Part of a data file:

-- begin --

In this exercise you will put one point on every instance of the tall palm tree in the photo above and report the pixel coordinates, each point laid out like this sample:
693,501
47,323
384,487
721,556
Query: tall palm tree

-- end --

Do this:
Reproduce the listing shown above in its entirety, exactly.

Worked solution:
In this exercise you will put one point on every instance of the tall palm tree in the photo above and report the pixel coordinates, each point laid out like this sample:
693,501
47,323
384,487
721,556
Query: tall palm tree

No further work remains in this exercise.